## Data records
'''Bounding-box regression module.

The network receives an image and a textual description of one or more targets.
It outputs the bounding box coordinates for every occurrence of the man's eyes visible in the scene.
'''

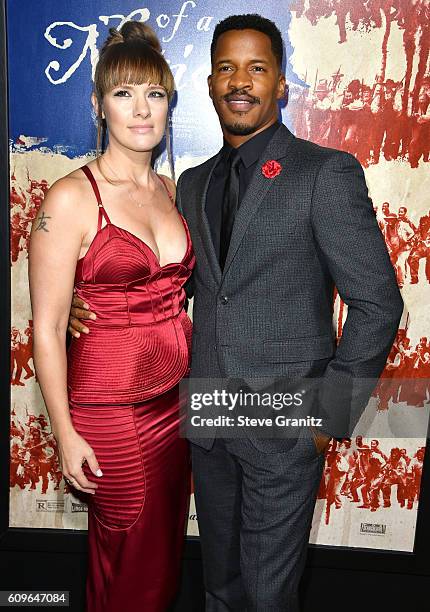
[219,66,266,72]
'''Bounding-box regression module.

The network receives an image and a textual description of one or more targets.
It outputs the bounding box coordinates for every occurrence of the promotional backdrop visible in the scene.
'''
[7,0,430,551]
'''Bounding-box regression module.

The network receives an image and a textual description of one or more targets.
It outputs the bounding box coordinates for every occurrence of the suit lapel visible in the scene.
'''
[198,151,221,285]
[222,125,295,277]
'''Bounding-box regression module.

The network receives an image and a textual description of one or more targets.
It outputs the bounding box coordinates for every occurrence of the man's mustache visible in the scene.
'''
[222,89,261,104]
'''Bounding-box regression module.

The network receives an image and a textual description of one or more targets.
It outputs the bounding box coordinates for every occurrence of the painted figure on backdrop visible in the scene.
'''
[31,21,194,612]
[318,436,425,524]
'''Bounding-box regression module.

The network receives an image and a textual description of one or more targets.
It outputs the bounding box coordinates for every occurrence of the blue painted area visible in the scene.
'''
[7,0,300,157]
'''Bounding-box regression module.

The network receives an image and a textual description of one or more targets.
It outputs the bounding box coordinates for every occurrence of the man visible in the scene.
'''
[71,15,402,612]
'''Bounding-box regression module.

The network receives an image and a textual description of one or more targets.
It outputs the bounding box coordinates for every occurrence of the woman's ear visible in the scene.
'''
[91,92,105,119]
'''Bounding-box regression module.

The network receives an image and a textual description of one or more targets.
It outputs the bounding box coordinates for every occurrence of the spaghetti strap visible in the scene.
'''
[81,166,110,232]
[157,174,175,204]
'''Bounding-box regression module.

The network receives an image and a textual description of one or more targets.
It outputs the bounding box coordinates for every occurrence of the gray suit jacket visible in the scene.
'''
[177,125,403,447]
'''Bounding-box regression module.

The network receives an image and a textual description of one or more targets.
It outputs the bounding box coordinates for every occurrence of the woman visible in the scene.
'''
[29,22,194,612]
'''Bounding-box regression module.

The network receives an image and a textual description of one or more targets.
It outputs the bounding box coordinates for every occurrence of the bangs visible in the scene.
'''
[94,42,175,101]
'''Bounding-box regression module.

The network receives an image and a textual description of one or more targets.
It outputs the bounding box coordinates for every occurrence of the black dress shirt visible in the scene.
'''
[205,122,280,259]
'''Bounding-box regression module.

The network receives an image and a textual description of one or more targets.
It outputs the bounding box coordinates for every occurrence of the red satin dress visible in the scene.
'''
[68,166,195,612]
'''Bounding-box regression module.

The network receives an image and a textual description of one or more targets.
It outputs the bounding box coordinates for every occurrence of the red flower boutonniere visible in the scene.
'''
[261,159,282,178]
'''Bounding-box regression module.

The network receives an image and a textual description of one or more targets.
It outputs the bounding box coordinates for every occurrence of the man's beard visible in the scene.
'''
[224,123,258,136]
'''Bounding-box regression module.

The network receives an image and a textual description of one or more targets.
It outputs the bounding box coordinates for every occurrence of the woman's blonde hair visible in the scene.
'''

## Given instruction
Repeat the material above word for word and skip every image in it.

## Answer for the task
'''Bounding-box regression module.

The network receives an image and a textual description of one or more targets.
It outputs the bounding box coordinates for every occurrence of the man's eyes visible in the scene.
'''

[219,66,266,72]
'''Bounding-box regression module.

The network receives an image and a textual description of one or more targets.
It outputs the bounding box coordinates for every occurrence of the promotional backdrop visible in the scene.
'''
[7,0,430,551]
'''Bounding-box regression module.

The network receives an image and a textual description of one or more targets.
It outputs the bounding box coordinates for every occurrence of the suit lapel visible in the scene.
'''
[198,151,221,285]
[222,125,295,277]
'''Bounding-box regression module.

The network receives an image and a textual description of one or more targets.
It outputs the bounding box coordinates for every occurrence of the man's mustache visible in the scene.
'''
[222,89,261,104]
'''Bounding-box regression module.

The network receives an image and a textual description of one or more targets.
It outputs the bounding box coordinates for every occurrence of the painted figure on backdrop visible in the scene.
'''
[31,21,194,612]
[318,436,425,524]
'''Bounding-box regression module.

The network receives an image and a textual description of one or more targets.
It outputs the bounding box coordinates for every occurrence of the blue painted area visible in the scene.
'''
[7,0,300,157]
'''Bounding-box regression module.

The network receives an image and a textual description of one or more targets.
It outputs the bounding box coordinates for every occurrence of the man visible in the scene.
'''
[71,15,402,612]
'''Bounding-box regression module.

The network receives an image and a textual description of one or more targets.
It outputs the bounding box coordinates for every occurrence of the woman's ear visible in the scene.
'''
[91,92,105,119]
'''Bounding-box regression module.

The network receives an image and a textual description of one or more targets.
It outputs the bounding box coordinates for every occurrence of the spaghetti strap visible in the scene.
'''
[81,166,110,232]
[157,174,175,204]
'''Bounding-box regression module.

The network receives an image and a textual description of one or more targets.
It outputs the bounding box coordinates for every occurrence of the gray suit jacket visible in the scene.
'''
[177,125,403,447]
'''Bounding-box regression module.

The network receives an image and a textual description of one or more targets.
It outputs the bounding box coordinates for every occurrence of the woman visible in the scene.
'''
[29,22,194,612]
'''Bounding-box regression module.

The network receives an image and a textual description of one or more targets.
It outputs the bounding box coordinates for every occurrence of the bangs visible in the scene.
'''
[94,42,175,101]
'''Bounding-box regression module.

The network receives an image and a textual description of one or more targets.
It outputs the bounding box coordinates for every occurrence of the black dress shirt visible in the scene.
'''
[205,122,280,259]
'''Bounding-box regression module.

The network receives an image and a textual description of one or more targets.
It outputs the bounding box coordinates for every occurrence of the red satin dress visible in the scene.
'''
[68,166,195,612]
'''Bounding-box regression module.

The network receives an image and a textual description of one or more targets.
It outputs the bounding box coordinates for every occurrence of the red flower boutonniere visible in the scene.
'''
[261,159,282,178]
'''Bounding-box regression module.

The network receives an image and a textual description of one or more targets.
It outputs the bounding box coordinates for every occurrence of the man's beard visible in the scene.
'''
[224,123,258,136]
'''Bounding-box regression module.

The network receives an image and a textual description of one or more targets.
It outputs the bounding box coordinates for every occurrence of the woman's blonde hair visible in the scene.
'''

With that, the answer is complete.